The input:
=== Begin Enclosure ===
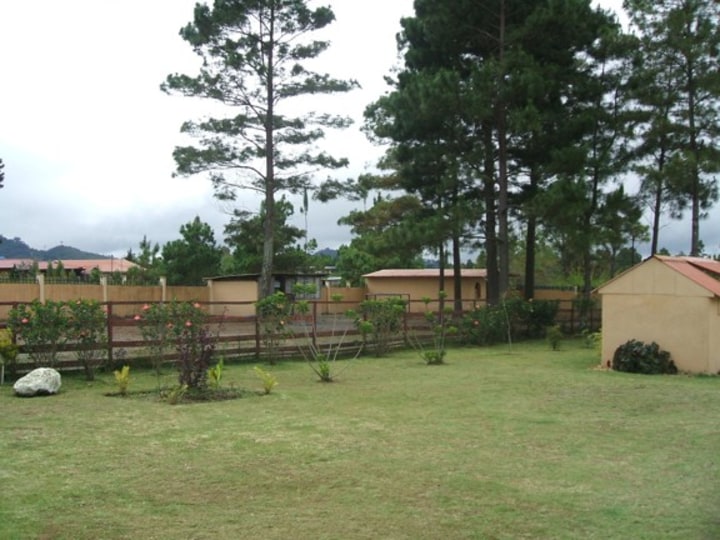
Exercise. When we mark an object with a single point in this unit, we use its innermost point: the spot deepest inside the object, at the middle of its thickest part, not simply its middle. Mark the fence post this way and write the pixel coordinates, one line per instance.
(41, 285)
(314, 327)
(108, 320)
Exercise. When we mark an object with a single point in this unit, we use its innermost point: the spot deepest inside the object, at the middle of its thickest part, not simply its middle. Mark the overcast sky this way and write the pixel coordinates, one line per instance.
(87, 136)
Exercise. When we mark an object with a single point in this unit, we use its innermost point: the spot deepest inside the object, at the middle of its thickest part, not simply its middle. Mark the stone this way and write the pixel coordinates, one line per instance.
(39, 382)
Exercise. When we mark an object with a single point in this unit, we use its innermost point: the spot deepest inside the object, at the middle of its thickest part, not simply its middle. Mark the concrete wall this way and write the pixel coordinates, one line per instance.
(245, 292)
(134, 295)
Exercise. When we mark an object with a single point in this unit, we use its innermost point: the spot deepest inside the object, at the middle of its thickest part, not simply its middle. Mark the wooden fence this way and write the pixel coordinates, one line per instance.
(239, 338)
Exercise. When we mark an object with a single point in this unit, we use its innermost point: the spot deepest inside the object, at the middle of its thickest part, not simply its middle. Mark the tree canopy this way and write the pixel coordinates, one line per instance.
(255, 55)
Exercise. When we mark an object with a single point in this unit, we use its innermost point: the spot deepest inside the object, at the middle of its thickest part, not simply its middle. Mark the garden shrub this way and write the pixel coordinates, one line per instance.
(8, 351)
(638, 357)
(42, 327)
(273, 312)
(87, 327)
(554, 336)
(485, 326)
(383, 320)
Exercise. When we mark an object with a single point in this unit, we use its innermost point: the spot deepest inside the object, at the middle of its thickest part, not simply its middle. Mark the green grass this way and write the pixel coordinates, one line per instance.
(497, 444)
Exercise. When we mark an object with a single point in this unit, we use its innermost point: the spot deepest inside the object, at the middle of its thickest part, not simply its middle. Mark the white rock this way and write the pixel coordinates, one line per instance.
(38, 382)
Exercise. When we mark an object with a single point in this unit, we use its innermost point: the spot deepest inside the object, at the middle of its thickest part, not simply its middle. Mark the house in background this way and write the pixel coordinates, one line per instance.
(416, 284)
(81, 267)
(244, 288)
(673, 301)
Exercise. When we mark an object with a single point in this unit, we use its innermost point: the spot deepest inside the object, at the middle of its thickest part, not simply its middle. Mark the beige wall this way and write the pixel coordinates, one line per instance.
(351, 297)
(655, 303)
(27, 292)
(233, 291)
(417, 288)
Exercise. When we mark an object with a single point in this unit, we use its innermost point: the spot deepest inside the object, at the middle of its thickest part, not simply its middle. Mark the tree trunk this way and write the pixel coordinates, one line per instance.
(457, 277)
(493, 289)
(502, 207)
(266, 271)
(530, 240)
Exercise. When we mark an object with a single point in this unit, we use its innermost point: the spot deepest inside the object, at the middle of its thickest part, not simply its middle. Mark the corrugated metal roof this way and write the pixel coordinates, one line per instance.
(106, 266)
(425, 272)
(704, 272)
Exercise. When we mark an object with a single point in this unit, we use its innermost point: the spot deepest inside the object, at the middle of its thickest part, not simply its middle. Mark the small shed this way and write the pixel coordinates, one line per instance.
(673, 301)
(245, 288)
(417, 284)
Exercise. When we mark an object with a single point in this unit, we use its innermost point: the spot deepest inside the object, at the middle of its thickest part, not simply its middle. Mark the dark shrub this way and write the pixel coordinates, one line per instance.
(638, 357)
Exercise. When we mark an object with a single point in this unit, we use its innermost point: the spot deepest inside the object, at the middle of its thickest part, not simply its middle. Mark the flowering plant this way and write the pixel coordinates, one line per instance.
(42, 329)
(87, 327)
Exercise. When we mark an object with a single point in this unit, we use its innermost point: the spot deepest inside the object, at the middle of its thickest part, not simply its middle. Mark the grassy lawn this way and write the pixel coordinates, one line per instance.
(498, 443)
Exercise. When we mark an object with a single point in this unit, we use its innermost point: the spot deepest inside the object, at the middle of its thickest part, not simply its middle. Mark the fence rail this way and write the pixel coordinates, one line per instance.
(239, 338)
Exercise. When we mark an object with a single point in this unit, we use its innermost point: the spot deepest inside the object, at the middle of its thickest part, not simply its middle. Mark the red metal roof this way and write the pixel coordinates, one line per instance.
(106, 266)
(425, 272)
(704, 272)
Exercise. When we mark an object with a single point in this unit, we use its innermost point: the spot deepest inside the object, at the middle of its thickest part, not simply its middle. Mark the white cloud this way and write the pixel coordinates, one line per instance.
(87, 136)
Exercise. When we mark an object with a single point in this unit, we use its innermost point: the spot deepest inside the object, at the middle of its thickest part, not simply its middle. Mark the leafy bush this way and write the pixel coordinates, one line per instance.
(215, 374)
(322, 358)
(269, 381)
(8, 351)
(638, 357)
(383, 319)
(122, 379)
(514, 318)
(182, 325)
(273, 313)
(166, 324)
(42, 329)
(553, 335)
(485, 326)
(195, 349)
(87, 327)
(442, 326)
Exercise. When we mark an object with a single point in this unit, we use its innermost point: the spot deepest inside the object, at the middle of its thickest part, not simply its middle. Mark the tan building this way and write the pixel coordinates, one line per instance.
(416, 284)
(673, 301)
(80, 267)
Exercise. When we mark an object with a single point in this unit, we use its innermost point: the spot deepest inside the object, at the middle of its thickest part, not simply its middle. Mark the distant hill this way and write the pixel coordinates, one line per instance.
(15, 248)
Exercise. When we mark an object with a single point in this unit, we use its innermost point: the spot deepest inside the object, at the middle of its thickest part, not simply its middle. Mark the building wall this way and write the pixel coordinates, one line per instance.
=== End Enclosure ===
Work task: Go through the material above and repeat it exactly. Omit the pictures.

Response below:
Exercise. When we mark an object with a single point in this unit, we use its innermost point: the spot deepest inside the object, at the middle of its thickest part, not simply its middle. Mark the fence post this way and write the pixel coordinates, one line per instance.
(41, 285)
(314, 327)
(108, 320)
Exercise. When we mark an object with a single point in this unit, we use its innermost point: the spot deepest inside the object, at the middle of its thickest part, not simply its middle. Mark the overcast sky this way and write the pixel coordinates, one line per instance.
(87, 136)
Exercise. When we mark an object with a single point in this unit, we use its innermost point: the spot deepest inside the object, at the middle of its thickest part, not simply its middle. Mark the stone this way and write the pixel coordinates, one line per instance.
(39, 382)
Exercise. When we mark an object with a single point in this unit, we use its innermost point: the spot deepest inside the object, at the middle of its thickest part, not simply its middle. Mark the concrete wall this way and write the pixel coordinates, one line per instance.
(245, 292)
(134, 295)
Exercise. When we mark an object with a single point in this unit, we use its innermost point: the spot deepest inside the object, at the middle of its thickest part, not simply its middle. Mark the wooden fence this way and write the pixel coordinates, one line per instance.
(239, 338)
Exercise. When we mark an object with a single point in this unit, we use its innermost point: the spot deepest inside the object, at the middle of its thickest part, not simply its middle. Mark the tree canopy this way and write the pixel coordinates, one line per instance.
(255, 55)
Exercise. When we mark an object with a single point in this unit, we use its innermost point: the spot deepest inside the object, at the middle of its thickest part, not simply its middle. Mark the garden shrub this way and write the pixel coordinates, one line per instance.
(8, 351)
(638, 357)
(42, 327)
(273, 312)
(87, 327)
(554, 336)
(485, 326)
(383, 320)
Exercise. When we mark an object with a single point in this unit, we use its innermost point: the spot deepest inside the object, at the middle of its thickest part, not simply its middle. Mark the green grass this way and write the pixel coordinates, one line per instance.
(497, 444)
Exercise. When we mark an object with a single point in this unit, we use its innermost point: the spot deepest inside the object, at the middle of its thickest part, not simply its middle. Mark the white rock this way and write the pixel coordinates, one line per instance.
(38, 382)
Exercise. When we mark an object with a single point in this unit, we use its innermost point: the spot deepest inside the object, at the middle of its thickest part, not simply its middle. Mark the house in background this way and write the pixel coordinates, one line per instance.
(416, 284)
(81, 267)
(244, 288)
(673, 301)
Exercise. When we mark an object with a single point in this unit, we use its innermost point: the spot deepest inside the object, at the middle of its thickest part, not simply its middle. Mark the beige wall this way and write the pixel coordinates, one line per instance.
(351, 297)
(655, 303)
(27, 292)
(233, 291)
(417, 288)
Exercise. When we mark an object with a single point in this unit, we use its innermost point: the spot deepest inside the object, at the middle of its thickest part, not simply its middle. Mark the tree trunk this way and write the pixel coordinates, one line per instance.
(457, 277)
(493, 289)
(502, 207)
(266, 271)
(530, 240)
Exercise. When we mark an object with a single point in this unit, we use its innermost point: the spot deepest inside the object, at the middle of its thickest part, not simply its middle. Mark the corrugated metal roof this way and write the pixel coordinates, one line per instance.
(106, 266)
(425, 272)
(704, 272)
Exercise. When we mark an object with a single point in this unit, we use its innermost point: the spot deepest inside the object, at the middle of its thickest part, not simply its middle. Mark the small shed this way and write the pixel coordinates, one line per instance.
(673, 301)
(245, 288)
(417, 284)
Exercise. When we mark an object with a single point in this unit, we use its innermost point: the spot deepest inside the object, at the middle of its thickest part, not simply its middle. Mark the dark shrub this way and write the pixel coordinates, one line per instance.
(638, 357)
Exercise. When we mark an object with a single point in this unit, we use its innermost point: the spot deepest inside the object, at the middle of its thickest part, not simply its middle. Mark the flowering plant this way and write the pixel coordinates, one line per instance.
(42, 329)
(87, 327)
Exercise. When we mark an object with a single point in this unit, we use its innermost point: the spot deepest inside the object, at the middle of its thickest part, not simply its middle. Mark the grassy lawn this way and write the pixel coordinates, one line per instance.
(498, 443)
Exercise. When we mark an object with a single point in this unit, we use its innermost point: the spot deepest inside the object, at the middle of its thickest part, not simply its middle. Mark the fence rail this way and write the pixel coordinates, one line per instance.
(239, 338)
Exercise. When we mark an object with a single point in this unit, we use its innermost point: the spot deepest inside the object, at the middle of its thickest part, not simply its middle. Mark the red metal roof this way and write the pixel coordinates, one line per instance.
(106, 266)
(425, 272)
(704, 272)
Exercise. When we mark an object with a single point in this unit, we use its innermost point: the spot deepest inside the object, at the middle of its thickest part, not simply its middle. Mark the white cloud this way and write the pixel coordinates, one line per instance.
(87, 136)
Exercise. When we mark an object with a single point in this unit, we use its innermost point: the spot deepest inside the object, at the middle of its thickest part, not simply its middle. Mark the leafy bush this way and write the pixel coordinates, one line per instance.
(215, 374)
(322, 358)
(269, 381)
(8, 351)
(638, 357)
(383, 319)
(122, 379)
(514, 318)
(182, 325)
(273, 313)
(166, 324)
(42, 329)
(553, 335)
(485, 326)
(195, 349)
(87, 327)
(442, 326)
Exercise. When we mark an object with a single point in this unit, we use its innermost point: the spot deepest inside the object, at the middle of its thickest part, not simply its middle. Mark the tan building this way and write the pixel coordinates, one line per instance.
(416, 284)
(673, 301)
(80, 267)
Exercise. When we mark an object with a single point in this unit, we use its innermost point: the spot deepest inside the object, at the middle of its thickest part, not simply its middle. Mark the distant hill this way and write the pixel coordinates, one line per instance.
(15, 248)
Exercise. When we mark an object with a single point in this unit, we use its innermost point: the spot deepest inside the object, at the middle of its thickest part, not simply its middle. Mark the building wall this way and write the pixel coordinates, one line per instance.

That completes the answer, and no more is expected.